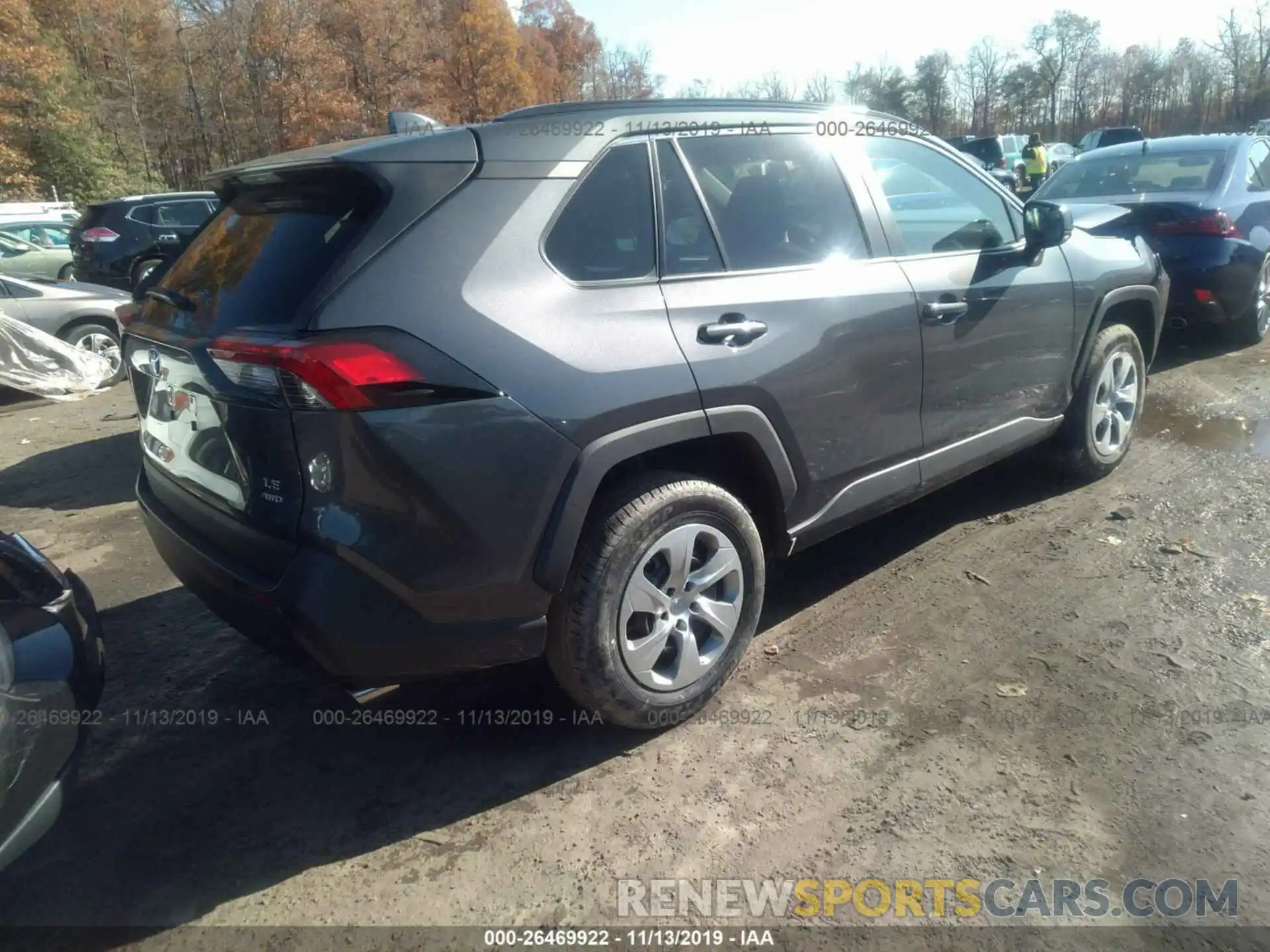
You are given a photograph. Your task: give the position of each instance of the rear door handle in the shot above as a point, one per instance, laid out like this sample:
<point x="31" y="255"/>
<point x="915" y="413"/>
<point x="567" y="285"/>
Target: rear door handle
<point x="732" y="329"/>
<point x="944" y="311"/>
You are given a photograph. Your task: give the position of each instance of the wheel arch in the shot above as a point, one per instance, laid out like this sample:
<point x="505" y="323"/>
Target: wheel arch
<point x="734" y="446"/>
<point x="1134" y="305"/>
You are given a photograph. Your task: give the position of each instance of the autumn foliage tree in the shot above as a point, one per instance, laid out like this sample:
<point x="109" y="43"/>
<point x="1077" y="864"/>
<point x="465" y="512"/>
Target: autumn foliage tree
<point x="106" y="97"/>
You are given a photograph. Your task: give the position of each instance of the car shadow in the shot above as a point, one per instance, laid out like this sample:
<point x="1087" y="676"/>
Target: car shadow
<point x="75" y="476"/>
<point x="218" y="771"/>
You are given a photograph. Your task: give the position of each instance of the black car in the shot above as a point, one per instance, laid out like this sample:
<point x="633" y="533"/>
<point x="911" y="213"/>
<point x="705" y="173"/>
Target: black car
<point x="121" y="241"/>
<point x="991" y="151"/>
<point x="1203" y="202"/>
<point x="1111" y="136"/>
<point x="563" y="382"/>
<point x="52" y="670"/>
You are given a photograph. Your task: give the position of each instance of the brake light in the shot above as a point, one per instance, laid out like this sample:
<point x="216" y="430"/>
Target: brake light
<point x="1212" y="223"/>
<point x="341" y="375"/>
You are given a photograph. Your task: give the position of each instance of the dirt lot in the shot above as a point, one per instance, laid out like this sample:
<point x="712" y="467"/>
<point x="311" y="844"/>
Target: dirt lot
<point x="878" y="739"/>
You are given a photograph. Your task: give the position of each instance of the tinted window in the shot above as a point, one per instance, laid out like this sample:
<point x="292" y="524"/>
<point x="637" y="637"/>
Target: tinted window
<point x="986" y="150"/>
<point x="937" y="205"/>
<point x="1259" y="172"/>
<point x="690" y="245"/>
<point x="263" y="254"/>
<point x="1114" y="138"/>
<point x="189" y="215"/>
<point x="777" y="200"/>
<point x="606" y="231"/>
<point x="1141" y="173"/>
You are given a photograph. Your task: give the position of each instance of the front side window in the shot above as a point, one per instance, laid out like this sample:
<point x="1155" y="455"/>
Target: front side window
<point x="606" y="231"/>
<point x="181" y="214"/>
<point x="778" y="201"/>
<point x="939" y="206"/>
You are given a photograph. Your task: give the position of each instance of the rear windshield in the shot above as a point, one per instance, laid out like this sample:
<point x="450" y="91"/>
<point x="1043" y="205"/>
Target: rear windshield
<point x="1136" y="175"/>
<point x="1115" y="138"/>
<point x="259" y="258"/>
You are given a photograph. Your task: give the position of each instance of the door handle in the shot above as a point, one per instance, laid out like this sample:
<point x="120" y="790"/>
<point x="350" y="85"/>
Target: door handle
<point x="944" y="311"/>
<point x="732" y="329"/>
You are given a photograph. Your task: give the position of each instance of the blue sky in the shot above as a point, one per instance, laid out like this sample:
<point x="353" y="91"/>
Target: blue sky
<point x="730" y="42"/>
§
# Your goal
All entries are to be retyped exactly. Omit any embedded images.

# Exercise answer
You are given a photograph. Your task: give the position of each instance of the rear door handle in the shot above as a point, one per instance, laid out like this sample:
<point x="31" y="255"/>
<point x="915" y="413"/>
<point x="567" y="285"/>
Target: rear door handle
<point x="732" y="329"/>
<point x="944" y="311"/>
You are given a photograph. Your task: give the position of each instance of the wheel arch in the shot above as a point, one per instance, laid out like this sample:
<point x="505" y="323"/>
Target: wheel arch
<point x="734" y="446"/>
<point x="1134" y="305"/>
You are given a photograph. Your task: give the position of each instance of the autumn foliage tree in the shot above as a point, one per instance, laid out like this sample:
<point x="109" y="43"/>
<point x="1077" y="864"/>
<point x="465" y="512"/>
Target: autumn foliage tree
<point x="106" y="97"/>
You are given a photograph. Your task: give the position of each instance of the car shadow in the shot above as a point, one per instance, laid out like this sample:
<point x="1087" y="676"/>
Target: car shadow
<point x="75" y="476"/>
<point x="218" y="771"/>
You are given a photograph. Your task: give the position of each instance of the black car in the shot above as a point, one per instance, laid out like this sample:
<point x="633" y="533"/>
<point x="911" y="213"/>
<point x="705" y="173"/>
Target: black car
<point x="121" y="241"/>
<point x="991" y="151"/>
<point x="1203" y="202"/>
<point x="1111" y="136"/>
<point x="563" y="382"/>
<point x="52" y="670"/>
You are given a photograph. Your task: give the position of each instance of the brake light in the shot above as a point, one per instance, laid out like this sample:
<point x="216" y="430"/>
Target: brake light
<point x="1212" y="223"/>
<point x="341" y="375"/>
You are given a photograph. Your task: give the position of each instance of the dirt lot in the shot above as a point, one per instance, laid out like this sample:
<point x="712" y="467"/>
<point x="311" y="844"/>
Target: dirt lot
<point x="878" y="739"/>
You are given a photograph. Your task: give the position of each instance of the tinted window in the shot above as a point, one per instance, laid out like this sample:
<point x="292" y="524"/>
<point x="637" y="637"/>
Target: tinted window
<point x="986" y="150"/>
<point x="937" y="205"/>
<point x="1259" y="172"/>
<point x="690" y="245"/>
<point x="263" y="254"/>
<point x="1114" y="138"/>
<point x="189" y="215"/>
<point x="777" y="200"/>
<point x="606" y="231"/>
<point x="1141" y="173"/>
You are given a photograph. Your task: give the position of each instance of the front side window in the shot above as a point, one per instance, laid out like this sample:
<point x="1155" y="455"/>
Target: front side window
<point x="606" y="231"/>
<point x="181" y="214"/>
<point x="778" y="201"/>
<point x="939" y="206"/>
You are given a photograph. Your task: give the position of each instance of the rear windshield in the shot above as a point, one per instance, laid out like this sample:
<point x="450" y="91"/>
<point x="1043" y="205"/>
Target: rear windshield
<point x="1136" y="175"/>
<point x="1115" y="138"/>
<point x="259" y="258"/>
You are given a photograph. Your task: give the position of each instance of the door handle in the shot above as a point, one per instance, laid out like this sample:
<point x="120" y="790"/>
<point x="350" y="85"/>
Target: door handle
<point x="944" y="311"/>
<point x="732" y="329"/>
You are given a photograph. Your task: give the position of each instance of the blue sky in the shot above as a point, one per instance, laid out like this sample:
<point x="353" y="91"/>
Target: blue sky
<point x="730" y="42"/>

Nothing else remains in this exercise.